[Fragment zbioru danych]
★ ★ ★ ★ ★

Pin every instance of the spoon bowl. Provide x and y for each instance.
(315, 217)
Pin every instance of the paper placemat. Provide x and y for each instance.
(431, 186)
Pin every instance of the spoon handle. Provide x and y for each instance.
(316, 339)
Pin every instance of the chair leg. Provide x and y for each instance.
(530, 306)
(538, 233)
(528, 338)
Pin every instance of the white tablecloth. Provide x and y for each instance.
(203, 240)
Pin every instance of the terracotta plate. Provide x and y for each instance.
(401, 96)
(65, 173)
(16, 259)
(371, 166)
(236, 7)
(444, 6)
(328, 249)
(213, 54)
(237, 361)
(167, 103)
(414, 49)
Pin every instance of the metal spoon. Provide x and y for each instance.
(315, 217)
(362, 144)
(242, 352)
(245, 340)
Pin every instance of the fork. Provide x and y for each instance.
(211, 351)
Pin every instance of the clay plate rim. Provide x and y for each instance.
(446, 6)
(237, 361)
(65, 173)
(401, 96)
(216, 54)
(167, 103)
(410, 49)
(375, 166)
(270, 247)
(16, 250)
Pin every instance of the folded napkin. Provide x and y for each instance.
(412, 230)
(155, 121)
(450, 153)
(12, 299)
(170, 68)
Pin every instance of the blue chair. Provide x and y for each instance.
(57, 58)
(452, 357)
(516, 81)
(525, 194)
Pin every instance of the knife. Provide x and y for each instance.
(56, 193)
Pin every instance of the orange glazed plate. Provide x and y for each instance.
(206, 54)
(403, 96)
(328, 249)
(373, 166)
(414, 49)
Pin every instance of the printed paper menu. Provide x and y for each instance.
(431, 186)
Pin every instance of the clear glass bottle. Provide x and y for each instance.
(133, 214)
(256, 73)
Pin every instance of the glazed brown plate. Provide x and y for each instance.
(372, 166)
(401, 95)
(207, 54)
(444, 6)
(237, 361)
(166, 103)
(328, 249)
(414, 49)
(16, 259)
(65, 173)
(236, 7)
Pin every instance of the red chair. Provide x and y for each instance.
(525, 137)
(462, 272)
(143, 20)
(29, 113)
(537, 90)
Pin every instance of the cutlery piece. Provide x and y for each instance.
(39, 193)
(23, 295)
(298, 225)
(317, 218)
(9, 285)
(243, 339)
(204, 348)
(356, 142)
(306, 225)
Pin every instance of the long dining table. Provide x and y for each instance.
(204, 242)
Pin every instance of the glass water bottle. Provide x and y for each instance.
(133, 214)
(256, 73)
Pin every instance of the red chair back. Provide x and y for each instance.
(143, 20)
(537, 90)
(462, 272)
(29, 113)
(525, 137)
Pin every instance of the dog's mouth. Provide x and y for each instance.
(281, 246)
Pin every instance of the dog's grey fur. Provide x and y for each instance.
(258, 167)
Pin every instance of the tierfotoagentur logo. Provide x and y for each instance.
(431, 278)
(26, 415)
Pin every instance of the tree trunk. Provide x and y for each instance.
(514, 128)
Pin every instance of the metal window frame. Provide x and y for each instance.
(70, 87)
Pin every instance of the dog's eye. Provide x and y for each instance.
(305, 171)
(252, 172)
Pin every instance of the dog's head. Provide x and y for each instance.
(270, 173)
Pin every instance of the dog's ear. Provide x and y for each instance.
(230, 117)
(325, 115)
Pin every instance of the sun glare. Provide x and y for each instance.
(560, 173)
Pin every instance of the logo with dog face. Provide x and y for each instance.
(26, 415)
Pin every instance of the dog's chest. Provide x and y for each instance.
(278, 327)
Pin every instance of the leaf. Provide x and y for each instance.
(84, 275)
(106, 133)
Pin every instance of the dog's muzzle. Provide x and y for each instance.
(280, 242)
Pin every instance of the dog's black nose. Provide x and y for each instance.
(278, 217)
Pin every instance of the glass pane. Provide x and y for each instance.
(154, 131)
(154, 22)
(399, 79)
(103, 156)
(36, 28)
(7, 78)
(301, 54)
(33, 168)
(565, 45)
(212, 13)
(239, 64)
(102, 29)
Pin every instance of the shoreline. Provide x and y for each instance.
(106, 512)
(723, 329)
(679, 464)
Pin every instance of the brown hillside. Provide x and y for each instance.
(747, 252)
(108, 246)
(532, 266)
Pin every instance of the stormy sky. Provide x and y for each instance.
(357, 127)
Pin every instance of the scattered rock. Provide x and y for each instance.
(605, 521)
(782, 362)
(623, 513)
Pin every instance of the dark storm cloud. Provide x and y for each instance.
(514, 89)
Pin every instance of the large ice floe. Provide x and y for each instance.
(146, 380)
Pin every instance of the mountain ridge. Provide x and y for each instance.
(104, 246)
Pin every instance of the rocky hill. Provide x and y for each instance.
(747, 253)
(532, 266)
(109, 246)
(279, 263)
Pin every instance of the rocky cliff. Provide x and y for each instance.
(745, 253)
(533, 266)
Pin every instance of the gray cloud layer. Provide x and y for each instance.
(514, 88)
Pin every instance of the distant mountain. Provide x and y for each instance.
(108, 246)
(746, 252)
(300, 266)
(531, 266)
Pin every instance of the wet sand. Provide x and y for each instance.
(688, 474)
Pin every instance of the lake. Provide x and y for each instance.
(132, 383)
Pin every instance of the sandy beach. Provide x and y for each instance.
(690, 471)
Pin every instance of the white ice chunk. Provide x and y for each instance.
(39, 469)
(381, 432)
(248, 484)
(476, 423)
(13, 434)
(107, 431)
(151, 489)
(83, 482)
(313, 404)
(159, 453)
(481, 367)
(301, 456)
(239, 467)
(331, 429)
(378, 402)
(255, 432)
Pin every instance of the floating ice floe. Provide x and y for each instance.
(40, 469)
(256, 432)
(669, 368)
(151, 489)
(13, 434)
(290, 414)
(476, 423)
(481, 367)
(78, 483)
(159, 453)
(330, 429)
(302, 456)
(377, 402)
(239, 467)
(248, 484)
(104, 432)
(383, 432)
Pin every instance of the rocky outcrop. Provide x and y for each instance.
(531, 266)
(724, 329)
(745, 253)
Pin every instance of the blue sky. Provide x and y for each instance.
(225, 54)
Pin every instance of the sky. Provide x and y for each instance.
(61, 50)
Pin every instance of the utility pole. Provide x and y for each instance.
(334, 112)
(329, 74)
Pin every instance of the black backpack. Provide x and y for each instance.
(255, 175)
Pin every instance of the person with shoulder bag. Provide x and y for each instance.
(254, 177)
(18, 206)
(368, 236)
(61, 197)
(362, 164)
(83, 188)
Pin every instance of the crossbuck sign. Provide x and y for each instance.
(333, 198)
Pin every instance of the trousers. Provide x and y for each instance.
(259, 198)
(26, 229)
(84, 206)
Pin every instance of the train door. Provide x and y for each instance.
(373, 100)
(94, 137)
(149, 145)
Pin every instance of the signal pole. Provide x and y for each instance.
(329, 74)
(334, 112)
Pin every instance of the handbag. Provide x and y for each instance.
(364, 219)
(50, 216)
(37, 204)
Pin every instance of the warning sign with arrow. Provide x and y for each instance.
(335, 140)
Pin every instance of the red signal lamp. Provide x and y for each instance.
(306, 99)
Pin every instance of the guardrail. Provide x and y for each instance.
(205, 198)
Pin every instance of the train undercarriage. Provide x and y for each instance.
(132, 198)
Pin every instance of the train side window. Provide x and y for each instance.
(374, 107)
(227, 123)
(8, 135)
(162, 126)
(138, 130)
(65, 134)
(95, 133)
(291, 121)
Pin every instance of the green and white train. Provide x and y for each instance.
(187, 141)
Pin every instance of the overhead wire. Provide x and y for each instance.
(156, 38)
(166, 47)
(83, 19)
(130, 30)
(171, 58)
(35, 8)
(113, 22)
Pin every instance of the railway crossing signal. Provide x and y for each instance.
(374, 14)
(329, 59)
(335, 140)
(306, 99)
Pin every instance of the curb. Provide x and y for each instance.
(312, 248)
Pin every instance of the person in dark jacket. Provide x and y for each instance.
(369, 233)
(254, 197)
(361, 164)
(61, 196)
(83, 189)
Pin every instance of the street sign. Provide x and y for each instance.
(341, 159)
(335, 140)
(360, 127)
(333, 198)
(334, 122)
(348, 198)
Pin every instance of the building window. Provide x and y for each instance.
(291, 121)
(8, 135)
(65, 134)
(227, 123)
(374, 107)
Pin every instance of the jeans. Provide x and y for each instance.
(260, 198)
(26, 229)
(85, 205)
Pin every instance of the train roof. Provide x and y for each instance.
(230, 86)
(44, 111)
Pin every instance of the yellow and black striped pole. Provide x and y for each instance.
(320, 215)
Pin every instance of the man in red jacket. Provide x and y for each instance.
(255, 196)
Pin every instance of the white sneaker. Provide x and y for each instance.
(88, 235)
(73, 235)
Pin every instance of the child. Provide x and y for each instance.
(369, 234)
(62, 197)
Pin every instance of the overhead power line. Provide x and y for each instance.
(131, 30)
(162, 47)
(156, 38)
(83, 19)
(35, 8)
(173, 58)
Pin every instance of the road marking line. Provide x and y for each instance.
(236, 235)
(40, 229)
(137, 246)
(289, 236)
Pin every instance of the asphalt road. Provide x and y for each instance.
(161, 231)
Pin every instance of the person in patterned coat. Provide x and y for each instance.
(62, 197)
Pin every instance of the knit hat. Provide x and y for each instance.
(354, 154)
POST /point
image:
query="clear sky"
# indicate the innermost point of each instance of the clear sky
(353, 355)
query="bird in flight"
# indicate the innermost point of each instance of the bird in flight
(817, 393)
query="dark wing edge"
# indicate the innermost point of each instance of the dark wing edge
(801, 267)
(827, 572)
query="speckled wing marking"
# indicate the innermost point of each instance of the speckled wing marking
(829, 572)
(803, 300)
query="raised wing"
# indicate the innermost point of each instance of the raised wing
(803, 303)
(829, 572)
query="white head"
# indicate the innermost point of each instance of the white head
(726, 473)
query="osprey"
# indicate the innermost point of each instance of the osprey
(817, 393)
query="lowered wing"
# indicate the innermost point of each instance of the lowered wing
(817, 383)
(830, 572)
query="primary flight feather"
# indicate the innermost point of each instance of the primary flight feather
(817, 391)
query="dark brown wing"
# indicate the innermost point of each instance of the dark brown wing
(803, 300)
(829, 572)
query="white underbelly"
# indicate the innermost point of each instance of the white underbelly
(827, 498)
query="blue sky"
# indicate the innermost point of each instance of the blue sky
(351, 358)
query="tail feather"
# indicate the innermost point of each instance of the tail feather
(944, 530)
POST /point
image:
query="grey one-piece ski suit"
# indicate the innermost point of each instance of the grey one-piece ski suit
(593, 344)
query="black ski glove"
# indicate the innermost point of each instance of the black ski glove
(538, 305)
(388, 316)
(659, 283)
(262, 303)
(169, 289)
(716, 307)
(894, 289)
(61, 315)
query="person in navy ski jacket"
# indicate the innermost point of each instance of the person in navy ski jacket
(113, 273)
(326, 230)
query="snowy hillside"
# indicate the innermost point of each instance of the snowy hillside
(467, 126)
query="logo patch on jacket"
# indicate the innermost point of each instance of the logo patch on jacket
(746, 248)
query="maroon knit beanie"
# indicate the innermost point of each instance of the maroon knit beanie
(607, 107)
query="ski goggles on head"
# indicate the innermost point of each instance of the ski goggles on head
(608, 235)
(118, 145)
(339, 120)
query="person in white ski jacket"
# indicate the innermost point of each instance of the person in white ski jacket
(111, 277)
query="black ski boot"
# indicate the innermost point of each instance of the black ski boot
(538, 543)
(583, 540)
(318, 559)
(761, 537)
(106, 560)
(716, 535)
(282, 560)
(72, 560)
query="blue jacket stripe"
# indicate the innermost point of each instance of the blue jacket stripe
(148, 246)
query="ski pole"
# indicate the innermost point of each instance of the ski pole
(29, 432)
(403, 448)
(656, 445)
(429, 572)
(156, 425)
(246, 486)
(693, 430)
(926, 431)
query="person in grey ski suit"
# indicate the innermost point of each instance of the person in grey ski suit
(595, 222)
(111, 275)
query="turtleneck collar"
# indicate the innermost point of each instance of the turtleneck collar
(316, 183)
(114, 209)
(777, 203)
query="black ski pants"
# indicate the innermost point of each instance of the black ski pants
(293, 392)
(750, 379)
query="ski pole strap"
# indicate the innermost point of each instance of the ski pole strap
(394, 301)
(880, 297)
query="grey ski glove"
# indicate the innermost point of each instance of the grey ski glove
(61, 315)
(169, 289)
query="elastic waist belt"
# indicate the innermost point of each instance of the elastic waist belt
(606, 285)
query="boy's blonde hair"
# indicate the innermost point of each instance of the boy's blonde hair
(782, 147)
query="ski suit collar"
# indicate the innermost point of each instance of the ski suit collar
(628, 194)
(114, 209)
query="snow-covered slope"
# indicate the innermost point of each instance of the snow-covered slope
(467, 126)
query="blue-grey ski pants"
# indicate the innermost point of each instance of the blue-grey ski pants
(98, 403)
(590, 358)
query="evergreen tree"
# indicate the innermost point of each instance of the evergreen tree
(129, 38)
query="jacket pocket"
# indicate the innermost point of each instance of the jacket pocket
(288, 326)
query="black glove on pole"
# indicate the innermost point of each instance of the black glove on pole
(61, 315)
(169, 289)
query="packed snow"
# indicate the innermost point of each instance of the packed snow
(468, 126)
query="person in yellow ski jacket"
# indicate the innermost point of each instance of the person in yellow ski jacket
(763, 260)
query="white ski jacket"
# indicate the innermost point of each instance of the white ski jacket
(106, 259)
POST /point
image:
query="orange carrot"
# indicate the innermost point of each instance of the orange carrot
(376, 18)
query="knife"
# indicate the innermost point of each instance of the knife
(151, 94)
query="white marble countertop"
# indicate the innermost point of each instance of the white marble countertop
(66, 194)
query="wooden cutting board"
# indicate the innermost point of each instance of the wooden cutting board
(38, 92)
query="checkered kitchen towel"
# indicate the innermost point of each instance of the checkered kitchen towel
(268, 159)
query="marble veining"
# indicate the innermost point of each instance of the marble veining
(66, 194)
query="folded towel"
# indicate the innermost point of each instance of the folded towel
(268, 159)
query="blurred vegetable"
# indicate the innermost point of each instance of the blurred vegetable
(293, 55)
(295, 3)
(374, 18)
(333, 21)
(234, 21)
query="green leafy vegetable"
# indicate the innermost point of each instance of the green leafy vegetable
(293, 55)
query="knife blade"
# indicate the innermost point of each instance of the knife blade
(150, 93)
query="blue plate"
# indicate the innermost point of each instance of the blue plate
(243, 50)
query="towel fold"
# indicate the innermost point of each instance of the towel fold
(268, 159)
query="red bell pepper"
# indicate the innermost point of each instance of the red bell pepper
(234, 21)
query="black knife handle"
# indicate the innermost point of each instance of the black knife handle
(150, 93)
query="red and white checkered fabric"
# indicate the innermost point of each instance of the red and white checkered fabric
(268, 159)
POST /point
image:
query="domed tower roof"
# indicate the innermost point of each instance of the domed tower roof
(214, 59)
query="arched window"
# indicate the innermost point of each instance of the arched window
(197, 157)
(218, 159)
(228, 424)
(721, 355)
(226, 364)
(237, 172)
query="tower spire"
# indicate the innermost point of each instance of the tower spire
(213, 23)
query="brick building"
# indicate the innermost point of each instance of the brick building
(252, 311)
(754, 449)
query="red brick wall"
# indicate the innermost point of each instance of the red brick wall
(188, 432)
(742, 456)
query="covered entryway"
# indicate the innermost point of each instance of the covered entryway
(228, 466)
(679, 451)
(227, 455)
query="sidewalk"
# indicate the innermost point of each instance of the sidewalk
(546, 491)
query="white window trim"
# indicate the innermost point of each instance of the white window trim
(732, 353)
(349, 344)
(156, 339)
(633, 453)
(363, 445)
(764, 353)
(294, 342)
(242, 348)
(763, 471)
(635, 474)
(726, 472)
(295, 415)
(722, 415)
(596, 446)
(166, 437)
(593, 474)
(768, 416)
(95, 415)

★ ★ ★ ★ ★

Polecenie i wymagania: Proszę podać, w ilu wierszach listingu powyżej występuje ciąg "arched". Odpowiedzią ma być wyłącznie liczba.

Odpowiedź: 2